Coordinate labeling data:

* start *

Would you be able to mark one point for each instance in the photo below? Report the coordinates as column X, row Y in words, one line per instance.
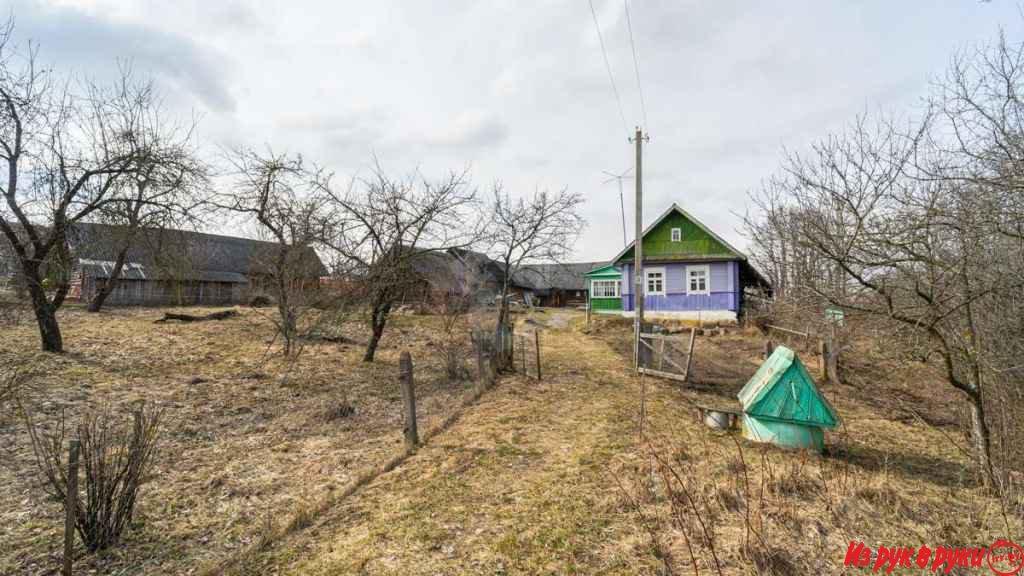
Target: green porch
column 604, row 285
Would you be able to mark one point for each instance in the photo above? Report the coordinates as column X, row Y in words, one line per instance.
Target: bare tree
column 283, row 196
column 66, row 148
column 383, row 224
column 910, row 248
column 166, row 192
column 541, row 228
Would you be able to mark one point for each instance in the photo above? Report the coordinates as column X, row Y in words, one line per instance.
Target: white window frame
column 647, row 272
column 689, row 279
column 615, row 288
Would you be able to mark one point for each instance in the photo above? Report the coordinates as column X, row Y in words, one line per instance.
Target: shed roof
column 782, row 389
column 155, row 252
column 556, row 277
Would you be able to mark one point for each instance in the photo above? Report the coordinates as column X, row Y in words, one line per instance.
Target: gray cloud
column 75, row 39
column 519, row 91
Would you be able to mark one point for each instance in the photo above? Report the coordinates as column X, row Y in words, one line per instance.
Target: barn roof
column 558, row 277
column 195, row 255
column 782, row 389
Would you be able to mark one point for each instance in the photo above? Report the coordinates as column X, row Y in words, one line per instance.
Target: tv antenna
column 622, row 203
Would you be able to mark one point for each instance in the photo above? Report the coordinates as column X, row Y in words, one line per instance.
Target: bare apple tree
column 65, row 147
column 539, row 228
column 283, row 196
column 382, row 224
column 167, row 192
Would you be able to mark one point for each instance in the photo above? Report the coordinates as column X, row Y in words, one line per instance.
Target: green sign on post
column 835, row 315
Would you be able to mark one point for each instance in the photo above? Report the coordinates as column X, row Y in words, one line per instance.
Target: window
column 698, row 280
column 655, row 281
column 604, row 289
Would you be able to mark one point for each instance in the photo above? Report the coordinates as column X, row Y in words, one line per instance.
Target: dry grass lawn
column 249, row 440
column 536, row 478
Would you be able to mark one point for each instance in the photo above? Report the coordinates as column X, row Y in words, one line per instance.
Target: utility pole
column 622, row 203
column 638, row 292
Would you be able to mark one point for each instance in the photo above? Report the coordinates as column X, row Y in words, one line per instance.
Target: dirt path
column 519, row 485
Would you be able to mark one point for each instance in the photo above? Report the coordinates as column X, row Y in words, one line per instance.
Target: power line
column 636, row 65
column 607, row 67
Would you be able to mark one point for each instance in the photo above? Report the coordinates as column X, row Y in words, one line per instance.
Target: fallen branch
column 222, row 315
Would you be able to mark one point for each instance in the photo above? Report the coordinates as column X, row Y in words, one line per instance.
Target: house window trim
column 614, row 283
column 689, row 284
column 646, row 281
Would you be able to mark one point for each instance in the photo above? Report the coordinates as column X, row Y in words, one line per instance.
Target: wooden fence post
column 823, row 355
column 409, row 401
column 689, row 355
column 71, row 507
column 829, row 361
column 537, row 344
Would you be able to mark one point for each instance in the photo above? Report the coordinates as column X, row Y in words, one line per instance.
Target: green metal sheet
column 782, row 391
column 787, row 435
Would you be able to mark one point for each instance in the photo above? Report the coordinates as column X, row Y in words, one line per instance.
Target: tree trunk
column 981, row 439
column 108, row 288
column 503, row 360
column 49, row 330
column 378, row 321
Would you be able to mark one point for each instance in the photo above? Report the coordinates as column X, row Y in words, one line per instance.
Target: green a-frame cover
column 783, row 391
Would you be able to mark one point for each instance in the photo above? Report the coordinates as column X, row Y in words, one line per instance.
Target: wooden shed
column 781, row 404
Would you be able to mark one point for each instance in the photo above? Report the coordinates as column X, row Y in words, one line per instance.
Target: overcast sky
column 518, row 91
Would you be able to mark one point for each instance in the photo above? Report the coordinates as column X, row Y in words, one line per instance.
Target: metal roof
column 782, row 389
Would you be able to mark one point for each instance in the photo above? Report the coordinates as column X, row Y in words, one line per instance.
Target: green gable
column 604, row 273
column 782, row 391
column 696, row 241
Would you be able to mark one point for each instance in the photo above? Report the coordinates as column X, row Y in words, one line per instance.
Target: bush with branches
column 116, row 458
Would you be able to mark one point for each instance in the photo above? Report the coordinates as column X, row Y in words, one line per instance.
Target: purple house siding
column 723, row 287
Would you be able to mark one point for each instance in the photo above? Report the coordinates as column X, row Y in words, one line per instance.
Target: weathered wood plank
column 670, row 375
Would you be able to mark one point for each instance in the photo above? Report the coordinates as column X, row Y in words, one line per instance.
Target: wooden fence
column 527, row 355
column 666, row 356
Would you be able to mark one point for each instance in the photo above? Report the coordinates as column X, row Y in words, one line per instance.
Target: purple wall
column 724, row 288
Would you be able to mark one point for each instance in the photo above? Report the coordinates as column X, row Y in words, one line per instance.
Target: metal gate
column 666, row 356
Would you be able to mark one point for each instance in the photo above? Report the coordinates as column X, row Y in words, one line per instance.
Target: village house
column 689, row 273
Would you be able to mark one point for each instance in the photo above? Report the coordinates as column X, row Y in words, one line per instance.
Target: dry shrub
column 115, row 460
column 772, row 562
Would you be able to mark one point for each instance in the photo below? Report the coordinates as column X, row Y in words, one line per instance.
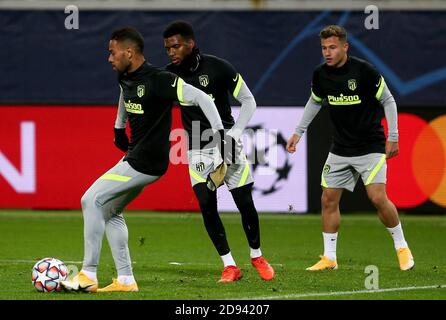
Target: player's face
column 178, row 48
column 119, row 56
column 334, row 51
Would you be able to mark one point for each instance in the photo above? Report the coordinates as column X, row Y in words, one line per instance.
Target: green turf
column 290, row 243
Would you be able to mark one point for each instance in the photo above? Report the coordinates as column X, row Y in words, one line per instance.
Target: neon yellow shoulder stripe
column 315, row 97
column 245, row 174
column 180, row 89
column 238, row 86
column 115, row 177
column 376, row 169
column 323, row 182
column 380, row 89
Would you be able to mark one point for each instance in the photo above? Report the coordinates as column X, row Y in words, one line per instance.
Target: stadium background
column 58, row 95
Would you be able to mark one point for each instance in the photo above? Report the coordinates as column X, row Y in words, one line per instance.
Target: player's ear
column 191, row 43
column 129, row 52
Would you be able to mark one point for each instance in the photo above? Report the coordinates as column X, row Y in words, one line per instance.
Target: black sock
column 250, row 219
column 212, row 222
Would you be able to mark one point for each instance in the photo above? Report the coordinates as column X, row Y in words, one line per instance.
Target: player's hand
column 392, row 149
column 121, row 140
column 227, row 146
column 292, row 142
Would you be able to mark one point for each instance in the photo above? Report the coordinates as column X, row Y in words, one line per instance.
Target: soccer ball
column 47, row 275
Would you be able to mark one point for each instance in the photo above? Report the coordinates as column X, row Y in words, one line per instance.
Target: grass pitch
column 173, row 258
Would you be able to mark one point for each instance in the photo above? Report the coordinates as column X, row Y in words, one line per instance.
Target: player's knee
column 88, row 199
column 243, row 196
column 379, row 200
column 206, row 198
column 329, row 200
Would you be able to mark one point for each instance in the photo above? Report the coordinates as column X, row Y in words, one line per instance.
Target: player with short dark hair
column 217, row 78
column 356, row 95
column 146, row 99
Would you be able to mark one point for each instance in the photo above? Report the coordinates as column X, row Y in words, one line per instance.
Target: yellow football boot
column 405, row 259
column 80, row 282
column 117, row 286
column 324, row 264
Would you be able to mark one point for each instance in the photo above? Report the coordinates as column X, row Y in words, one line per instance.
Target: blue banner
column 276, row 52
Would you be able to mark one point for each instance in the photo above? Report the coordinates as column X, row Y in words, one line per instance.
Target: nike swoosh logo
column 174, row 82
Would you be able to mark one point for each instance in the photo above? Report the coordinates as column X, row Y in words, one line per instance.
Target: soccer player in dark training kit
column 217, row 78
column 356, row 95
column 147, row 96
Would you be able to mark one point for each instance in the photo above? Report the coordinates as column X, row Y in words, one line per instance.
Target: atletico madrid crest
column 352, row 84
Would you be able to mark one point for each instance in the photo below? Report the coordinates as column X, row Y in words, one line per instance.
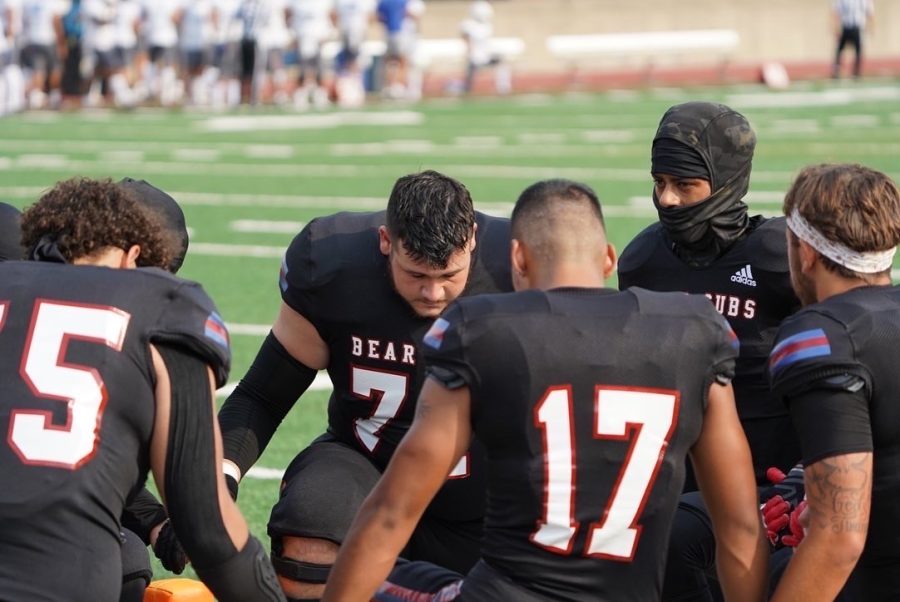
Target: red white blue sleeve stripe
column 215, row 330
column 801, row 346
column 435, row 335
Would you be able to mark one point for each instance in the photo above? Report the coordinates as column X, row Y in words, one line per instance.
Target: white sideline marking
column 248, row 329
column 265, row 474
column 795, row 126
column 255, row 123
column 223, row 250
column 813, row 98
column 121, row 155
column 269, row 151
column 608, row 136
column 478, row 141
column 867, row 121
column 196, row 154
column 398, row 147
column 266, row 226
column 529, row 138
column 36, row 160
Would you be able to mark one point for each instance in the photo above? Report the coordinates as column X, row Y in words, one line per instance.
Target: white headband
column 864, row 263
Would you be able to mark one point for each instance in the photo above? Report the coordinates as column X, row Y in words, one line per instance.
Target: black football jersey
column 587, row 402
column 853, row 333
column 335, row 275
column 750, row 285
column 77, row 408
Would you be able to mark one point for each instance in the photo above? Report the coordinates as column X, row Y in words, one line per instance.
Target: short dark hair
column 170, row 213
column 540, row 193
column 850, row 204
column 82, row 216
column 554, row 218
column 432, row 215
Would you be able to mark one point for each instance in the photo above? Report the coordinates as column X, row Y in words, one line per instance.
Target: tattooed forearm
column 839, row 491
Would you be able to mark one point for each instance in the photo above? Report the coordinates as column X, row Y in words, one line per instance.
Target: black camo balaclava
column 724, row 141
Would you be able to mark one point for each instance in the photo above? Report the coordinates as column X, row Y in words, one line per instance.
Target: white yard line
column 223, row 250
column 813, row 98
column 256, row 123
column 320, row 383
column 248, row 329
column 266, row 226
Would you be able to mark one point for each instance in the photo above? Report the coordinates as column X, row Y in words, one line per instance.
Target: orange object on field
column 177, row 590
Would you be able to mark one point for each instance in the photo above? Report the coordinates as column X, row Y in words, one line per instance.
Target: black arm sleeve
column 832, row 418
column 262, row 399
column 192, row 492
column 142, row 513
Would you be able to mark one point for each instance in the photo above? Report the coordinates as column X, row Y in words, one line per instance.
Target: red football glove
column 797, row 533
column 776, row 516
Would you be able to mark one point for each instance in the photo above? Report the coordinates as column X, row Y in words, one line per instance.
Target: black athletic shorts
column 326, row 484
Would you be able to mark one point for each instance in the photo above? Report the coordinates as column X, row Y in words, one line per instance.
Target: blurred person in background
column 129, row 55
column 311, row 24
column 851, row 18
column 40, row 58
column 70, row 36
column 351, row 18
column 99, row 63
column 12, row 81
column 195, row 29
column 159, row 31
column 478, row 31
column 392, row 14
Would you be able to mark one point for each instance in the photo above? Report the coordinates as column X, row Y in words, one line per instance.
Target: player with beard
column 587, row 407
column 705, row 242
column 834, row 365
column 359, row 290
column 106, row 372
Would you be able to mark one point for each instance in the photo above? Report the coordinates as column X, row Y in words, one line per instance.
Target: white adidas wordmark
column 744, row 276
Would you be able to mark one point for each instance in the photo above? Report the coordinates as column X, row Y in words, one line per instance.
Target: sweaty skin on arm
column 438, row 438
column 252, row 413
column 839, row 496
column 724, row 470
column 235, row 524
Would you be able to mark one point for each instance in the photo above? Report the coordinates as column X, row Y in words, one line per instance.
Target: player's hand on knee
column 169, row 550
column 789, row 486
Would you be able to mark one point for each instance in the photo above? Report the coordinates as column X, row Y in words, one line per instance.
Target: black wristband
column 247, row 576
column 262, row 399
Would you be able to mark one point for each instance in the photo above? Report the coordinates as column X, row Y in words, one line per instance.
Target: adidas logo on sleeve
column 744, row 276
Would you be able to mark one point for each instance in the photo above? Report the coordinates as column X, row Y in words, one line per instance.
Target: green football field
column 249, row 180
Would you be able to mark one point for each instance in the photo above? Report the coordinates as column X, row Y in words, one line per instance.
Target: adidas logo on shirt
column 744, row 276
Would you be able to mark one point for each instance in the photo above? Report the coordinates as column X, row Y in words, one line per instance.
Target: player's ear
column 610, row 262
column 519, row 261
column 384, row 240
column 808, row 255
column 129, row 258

* end *

» **Given problem**
Report every line of the listing that contains the string "logo", copying each such line in full.

» **Response to this task**
Target: nike swoosh logo
Target: adidas logo on sleeve
Target: adidas logo on shirt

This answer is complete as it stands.